*** Extracted records
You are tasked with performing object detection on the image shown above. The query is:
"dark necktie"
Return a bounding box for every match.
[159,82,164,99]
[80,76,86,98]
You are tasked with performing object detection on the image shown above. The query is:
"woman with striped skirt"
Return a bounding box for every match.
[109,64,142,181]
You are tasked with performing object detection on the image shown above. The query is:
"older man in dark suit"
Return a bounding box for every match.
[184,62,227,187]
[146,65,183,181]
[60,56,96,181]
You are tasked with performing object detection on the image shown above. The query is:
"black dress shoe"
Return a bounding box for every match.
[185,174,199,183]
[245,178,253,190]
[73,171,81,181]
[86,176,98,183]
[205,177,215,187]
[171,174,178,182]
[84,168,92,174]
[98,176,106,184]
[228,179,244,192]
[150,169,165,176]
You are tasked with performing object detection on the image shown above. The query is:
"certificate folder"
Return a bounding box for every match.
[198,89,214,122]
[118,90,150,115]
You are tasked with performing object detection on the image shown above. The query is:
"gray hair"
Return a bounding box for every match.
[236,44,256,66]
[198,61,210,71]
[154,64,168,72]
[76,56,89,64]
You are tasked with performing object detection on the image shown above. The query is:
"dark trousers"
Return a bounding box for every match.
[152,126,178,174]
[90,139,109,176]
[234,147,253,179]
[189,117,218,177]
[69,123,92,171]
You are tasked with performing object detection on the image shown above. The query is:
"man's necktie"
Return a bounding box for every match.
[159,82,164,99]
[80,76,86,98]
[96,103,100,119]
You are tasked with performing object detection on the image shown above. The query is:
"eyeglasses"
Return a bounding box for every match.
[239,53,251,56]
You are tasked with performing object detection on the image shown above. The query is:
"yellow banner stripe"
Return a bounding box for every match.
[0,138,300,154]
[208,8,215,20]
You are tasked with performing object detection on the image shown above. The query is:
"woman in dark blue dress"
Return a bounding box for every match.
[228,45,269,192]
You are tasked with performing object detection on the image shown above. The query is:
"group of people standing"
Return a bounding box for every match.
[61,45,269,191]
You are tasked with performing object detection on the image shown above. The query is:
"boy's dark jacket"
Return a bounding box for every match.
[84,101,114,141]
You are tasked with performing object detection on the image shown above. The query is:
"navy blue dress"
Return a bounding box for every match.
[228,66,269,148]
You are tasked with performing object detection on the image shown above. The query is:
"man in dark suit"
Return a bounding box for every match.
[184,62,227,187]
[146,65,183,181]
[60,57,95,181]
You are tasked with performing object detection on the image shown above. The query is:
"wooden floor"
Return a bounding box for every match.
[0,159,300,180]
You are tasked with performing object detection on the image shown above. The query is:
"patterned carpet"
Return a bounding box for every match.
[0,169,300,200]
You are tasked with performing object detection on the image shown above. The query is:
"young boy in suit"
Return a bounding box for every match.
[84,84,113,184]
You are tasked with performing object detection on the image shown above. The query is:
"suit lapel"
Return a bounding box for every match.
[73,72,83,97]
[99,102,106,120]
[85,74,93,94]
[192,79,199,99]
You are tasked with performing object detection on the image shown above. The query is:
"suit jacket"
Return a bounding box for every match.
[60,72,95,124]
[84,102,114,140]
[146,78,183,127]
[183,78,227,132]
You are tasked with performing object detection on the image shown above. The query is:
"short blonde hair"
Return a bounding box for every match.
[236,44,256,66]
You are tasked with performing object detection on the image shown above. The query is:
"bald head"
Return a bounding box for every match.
******
= What is required =
Please transcribe every one of the lines above, keeping each word and character unchanged.

= Finished exercise =
You are tasked with performing object detection on the image shown above. The query is:
"dark necktie"
Return a bounding box for every match.
[159,82,164,99]
[80,76,86,98]
You are tasked with performing object detection on the image shown above. The query is:
"woman with striped skirt"
Return a bounding box for every match.
[109,64,142,181]
You are tasked with performing object detection on the image shown above. The query is:
"older man in dark suit"
Return a bounding box for every match.
[184,62,227,187]
[146,65,183,181]
[60,56,96,181]
You are tasked with performing object detection on the image shown above. The query is:
"black dress shoe"
Return a bounding box for every match.
[185,174,199,183]
[245,178,253,190]
[73,171,81,181]
[86,176,98,183]
[205,177,215,187]
[171,174,178,182]
[84,168,92,174]
[98,176,106,184]
[228,179,244,192]
[150,169,165,176]
You are tasked with performing object detection on the image shown above. The query is:
"certificate folder"
Return a bounding box for every match.
[198,89,214,122]
[118,90,150,115]
You are tasked with performing object detection on the image shown above. The query is:
"gray hair"
Return a bounding box for every match.
[236,44,256,66]
[198,61,210,71]
[154,64,168,72]
[76,56,89,64]
You are tasked with performing object detection on the image shown above. The query is:
"dark trousers"
Return a bounding box for every match.
[152,126,178,174]
[90,139,109,176]
[234,147,253,179]
[189,117,218,177]
[69,123,92,171]
You are tasked with performing object detection on the image shown above. The query is:
"man's necktie"
Return a bounding box for every match.
[159,82,164,99]
[80,76,86,98]
[96,103,100,119]
You are tasked with performing object detection on the image shown above. The query is:
"eyeglasses"
Return a bounding box for every match.
[239,53,251,56]
You are tasked with performing object detection on the image shown above. The query is:
"yellow banner stripe"
Return a bounding box for every match.
[0,138,300,154]
[208,8,215,20]
You are tasked with performing object detection on the image shown above. The query is:
"woman in dark blue dress"
Return a bounding box for every match.
[228,45,269,192]
You are tasked with performing object detection on the image shown above. The query is:
"group of people standing"
Return a bounding box for every match.
[61,45,269,191]
You are tasked with performing object detection on the image shown above. The query is:
"boy's dark jacket"
Return a bounding box for every match.
[84,101,114,141]
You are tasked with performing object detection on the image shown above. The query is:
"navy blue dress"
Return a bounding box for every match.
[228,66,269,148]
You are tasked with performing object detection on the image shown above. The query is:
"man in dark suit"
Return a bounding box for every match.
[184,62,227,187]
[146,65,183,181]
[60,57,95,181]
You are tasked with performing object detection on the image shown above. The query is:
"wooden floor"
Return a bounding box for every match.
[0,159,300,180]
You are tasked with performing object detection on the image shown above. The query is:
"patterned carpet"
Return a bounding box for every match.
[0,169,300,200]
You are tasked with performing object detection on the image shown above. The query is:
"young boy in suit"
Return a bounding box for every match.
[84,84,113,184]
You are tasked with performing object detection on the image shown above. The query is:
"suit lapel"
Return a bounding box for every match.
[73,72,83,97]
[99,102,106,120]
[85,74,93,94]
[192,79,199,99]
You are tasked with performing object detection on the image shown above. The query is:
"suit jacket"
Return a bounding box for every match.
[60,72,95,124]
[84,102,114,140]
[146,78,183,127]
[183,78,227,132]
You are tasked with performing object detection on the image shown above. The query is:
"short blonde hair"
Return a bounding box for every match.
[236,44,256,66]
You are tasked with performing object detection on the image shown above. The query is:
"bald head"
Return a bounding box for every match.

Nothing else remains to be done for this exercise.